PROVIDED TEXT:
§ §

Generic XSLT transform to manipulate similar XML data

We have a tool which is producing an unwanted XML element and we are using XSLT to translate it to the required format.
We are writing a different XSLT for every XML generated by the file. e.g. one for the Customers XML, one for the Orders XML and so on.
Below are a couple of XML data files produced by the tool and the actual output expected
Customers
Tool-generated XML
<Message>
<Data>
<CustomerArray>
<Customer>
<X>
<Name>John</Name>
<Id>100</Id>
<Roles>
<Role>
<X>Manager</X>
<X>Architect</X>
</Role>
</Roles>
</X>
<X>
<Name>Doe</Name>
<Id>102</Id>
<Roles>
<Role>
<X>Supervisor</X>
<X>Admin</X>
</Role>
</Roles>
</X>
</Customer>
</CustomerArray>
</Data>
</Message>
Required XML data
<Message>
<Data>
<CustomerArray>
<Customer>
<Name>John</Name>
<Id>100</Id>
<Roles>
<Role>Manager</Role>
<Role>Architect</Role>
</Roles>
</Customer>
<Customer>
<Name>Doe</Name>
<Id>102</Id>
<Roles>
<Role>Supervisor</Role>
<Role>Admin</Role>
</Roles>
</Customer>
</CustomerArray>
</Data>
</Message>
Orders
Tool-generated XML
<Message>
<Orders>
<Order>
<X>
<OrderNumber>O123</OrderNumber>
<CustomerID>C100</CustomerID>
<Quantity>100</Quantity>
<UnitPrice>10.0</UnitPrice>
</X>
<X>
<OrderNumber>O456</OrderNumber>
<CustomerID>C107</CustomerID>
<Quantity>100</Quantity>
<UnitPrice>5.0</UnitPrice>
</X>
</Order>
</Orders>
</Message>
Required XML data
<Message>
<Orders>
<Order>
<OrderNumber>O123</OrderNumber>
<CustomerID>C100</CustomerID>
<Quantity>100</Quantity>
<UnitPrice>10.0</UnitPrice>
</Order>
<Order>
<OrderNumber>O456</OrderNumber>
<CustomerID>C107</CustomerID>
<Quantity>100</Quantity>
<UnitPrice>5.0</UnitPrice>
</Order>
</Orders>
</Message>
The unwanted element X can come at any level.

§ §

REQUIRED TASK 1:
Answer these questions from the XSLT post:
(a) Which element does the post say can come at any level?
(b) In the tool-generated Customers XML, what Id is given for Doe?
(c) In the Orders data, what unit price is listed for order O456?
The listing has no connection to the XSLT post.

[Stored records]
§ §

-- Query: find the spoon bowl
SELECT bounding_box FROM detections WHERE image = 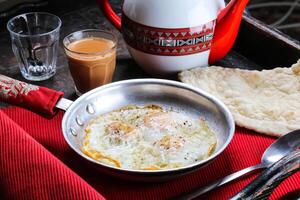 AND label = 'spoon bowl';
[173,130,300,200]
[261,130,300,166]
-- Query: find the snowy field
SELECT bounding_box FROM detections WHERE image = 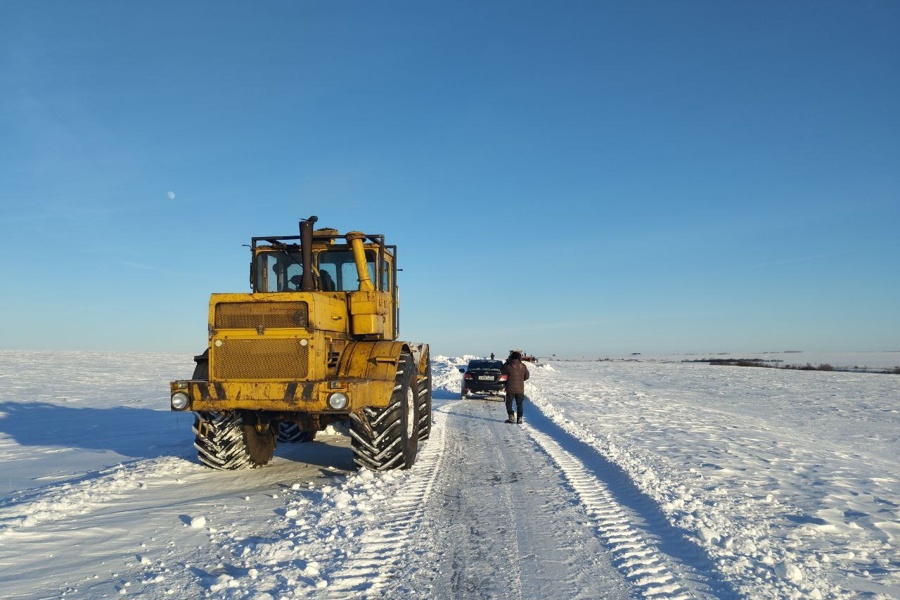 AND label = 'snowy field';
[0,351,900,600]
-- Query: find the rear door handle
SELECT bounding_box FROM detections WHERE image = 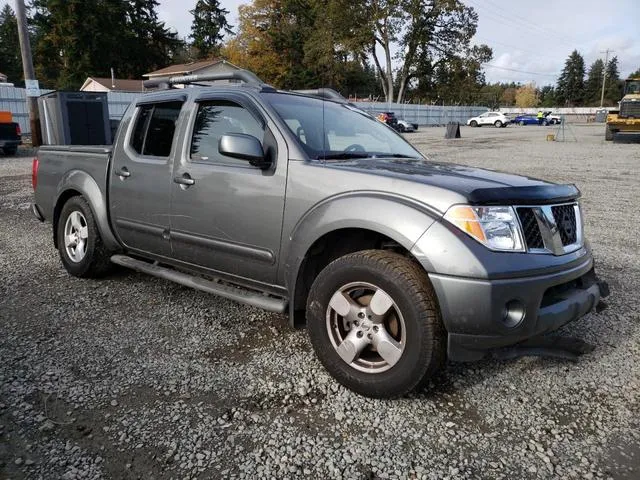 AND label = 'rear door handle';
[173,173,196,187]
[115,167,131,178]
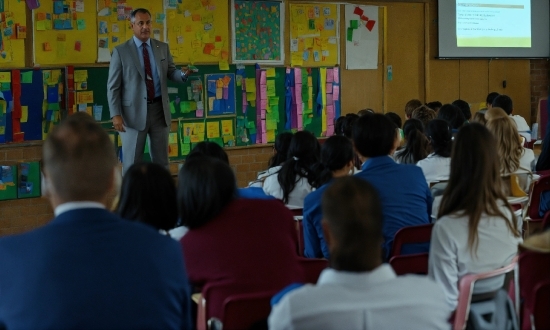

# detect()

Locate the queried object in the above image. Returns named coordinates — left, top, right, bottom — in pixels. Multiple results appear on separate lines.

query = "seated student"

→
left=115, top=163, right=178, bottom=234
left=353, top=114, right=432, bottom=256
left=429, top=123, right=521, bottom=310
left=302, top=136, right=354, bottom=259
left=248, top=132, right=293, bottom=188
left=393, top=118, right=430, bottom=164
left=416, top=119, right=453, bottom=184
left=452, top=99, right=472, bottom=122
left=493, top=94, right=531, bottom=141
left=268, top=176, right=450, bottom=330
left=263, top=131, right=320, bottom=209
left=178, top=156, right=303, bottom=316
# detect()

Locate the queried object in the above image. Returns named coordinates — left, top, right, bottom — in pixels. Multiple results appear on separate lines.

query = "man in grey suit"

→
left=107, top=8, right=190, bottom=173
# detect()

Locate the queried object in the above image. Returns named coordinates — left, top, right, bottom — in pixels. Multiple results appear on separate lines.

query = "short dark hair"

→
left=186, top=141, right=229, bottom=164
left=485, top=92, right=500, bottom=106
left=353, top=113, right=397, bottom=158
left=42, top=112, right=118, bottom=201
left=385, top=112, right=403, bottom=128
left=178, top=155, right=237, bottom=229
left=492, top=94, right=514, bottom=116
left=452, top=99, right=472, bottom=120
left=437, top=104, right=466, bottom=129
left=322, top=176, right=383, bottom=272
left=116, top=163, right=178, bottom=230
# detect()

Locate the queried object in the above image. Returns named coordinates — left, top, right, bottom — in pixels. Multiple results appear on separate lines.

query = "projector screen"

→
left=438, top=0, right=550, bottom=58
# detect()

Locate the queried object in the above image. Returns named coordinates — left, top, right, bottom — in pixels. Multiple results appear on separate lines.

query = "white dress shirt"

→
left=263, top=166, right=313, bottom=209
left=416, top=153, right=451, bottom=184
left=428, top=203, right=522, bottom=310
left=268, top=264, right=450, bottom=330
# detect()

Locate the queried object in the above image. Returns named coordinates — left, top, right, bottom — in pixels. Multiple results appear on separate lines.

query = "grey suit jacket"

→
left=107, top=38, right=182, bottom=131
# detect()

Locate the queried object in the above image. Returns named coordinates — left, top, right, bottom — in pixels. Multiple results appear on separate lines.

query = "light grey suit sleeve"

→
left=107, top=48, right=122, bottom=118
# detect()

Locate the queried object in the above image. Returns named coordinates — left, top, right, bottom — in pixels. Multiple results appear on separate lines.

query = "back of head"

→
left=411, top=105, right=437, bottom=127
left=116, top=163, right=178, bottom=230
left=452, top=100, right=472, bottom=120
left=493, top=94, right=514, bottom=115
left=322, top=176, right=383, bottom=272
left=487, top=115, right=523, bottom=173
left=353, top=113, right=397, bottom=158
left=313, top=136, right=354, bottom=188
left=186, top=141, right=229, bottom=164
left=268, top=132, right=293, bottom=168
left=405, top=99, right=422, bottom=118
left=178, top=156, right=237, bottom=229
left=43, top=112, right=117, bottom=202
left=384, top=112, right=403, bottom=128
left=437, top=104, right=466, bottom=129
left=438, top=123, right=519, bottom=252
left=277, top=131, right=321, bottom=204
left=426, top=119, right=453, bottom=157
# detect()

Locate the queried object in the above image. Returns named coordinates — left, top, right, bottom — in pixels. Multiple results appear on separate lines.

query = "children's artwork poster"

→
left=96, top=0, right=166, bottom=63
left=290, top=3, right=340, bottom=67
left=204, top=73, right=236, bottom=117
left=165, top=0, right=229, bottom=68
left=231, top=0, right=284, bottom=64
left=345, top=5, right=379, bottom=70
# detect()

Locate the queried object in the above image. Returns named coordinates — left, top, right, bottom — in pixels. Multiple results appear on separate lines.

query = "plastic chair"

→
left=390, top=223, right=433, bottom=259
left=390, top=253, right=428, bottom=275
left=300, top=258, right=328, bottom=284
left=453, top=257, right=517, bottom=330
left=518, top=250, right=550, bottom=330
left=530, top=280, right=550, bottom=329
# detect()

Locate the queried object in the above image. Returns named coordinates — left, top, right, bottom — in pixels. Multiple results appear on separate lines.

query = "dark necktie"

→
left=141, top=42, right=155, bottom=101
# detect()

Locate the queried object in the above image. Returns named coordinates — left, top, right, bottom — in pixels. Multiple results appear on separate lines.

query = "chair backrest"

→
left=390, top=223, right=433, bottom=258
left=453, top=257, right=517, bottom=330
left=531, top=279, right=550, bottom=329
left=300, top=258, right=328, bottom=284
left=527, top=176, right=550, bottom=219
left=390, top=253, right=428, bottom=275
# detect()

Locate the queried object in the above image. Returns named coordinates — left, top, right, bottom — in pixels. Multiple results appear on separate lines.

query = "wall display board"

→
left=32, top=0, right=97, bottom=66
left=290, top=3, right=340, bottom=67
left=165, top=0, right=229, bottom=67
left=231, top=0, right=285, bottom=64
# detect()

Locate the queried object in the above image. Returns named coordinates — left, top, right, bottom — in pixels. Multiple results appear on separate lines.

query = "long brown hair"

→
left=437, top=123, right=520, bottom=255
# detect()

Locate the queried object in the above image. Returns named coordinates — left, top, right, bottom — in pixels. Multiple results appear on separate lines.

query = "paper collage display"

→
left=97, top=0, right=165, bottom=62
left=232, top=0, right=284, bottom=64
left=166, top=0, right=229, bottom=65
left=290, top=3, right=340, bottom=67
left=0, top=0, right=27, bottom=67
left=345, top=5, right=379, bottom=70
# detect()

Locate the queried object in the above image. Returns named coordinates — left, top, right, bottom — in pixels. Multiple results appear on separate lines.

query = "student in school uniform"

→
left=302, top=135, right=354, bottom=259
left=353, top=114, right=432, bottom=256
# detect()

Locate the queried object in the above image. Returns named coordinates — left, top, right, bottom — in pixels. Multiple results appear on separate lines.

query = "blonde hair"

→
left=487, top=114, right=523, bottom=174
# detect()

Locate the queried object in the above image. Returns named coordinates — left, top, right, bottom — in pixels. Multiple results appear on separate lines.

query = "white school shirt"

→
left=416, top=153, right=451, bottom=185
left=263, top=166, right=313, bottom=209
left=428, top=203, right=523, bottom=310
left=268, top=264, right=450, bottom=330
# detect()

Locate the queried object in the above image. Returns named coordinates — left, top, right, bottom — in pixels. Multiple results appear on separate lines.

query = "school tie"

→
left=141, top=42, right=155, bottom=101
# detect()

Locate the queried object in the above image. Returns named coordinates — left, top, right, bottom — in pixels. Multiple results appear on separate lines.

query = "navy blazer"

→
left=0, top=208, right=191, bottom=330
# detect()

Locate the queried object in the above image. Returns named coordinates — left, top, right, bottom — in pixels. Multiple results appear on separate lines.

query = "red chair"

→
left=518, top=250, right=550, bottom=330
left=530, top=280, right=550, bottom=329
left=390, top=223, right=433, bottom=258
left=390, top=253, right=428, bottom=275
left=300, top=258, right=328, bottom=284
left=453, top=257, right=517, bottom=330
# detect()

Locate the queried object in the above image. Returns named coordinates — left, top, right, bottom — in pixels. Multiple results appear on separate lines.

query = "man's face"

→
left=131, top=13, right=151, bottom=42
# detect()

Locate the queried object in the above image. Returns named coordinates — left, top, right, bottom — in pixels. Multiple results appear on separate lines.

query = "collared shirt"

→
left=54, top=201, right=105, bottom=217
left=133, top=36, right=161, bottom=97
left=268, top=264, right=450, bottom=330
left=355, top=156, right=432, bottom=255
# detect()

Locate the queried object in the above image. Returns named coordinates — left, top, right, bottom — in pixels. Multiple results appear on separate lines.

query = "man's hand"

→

§ §

REQUIRED TASK 2: Return every line of the listing that contains the string "display". Case counts.

FULL OUTPUT 1:
(a) X
(b) 102
(c) 5.0

FULL OUTPUT 2:
query = "wall display board"
query = "paper collage display"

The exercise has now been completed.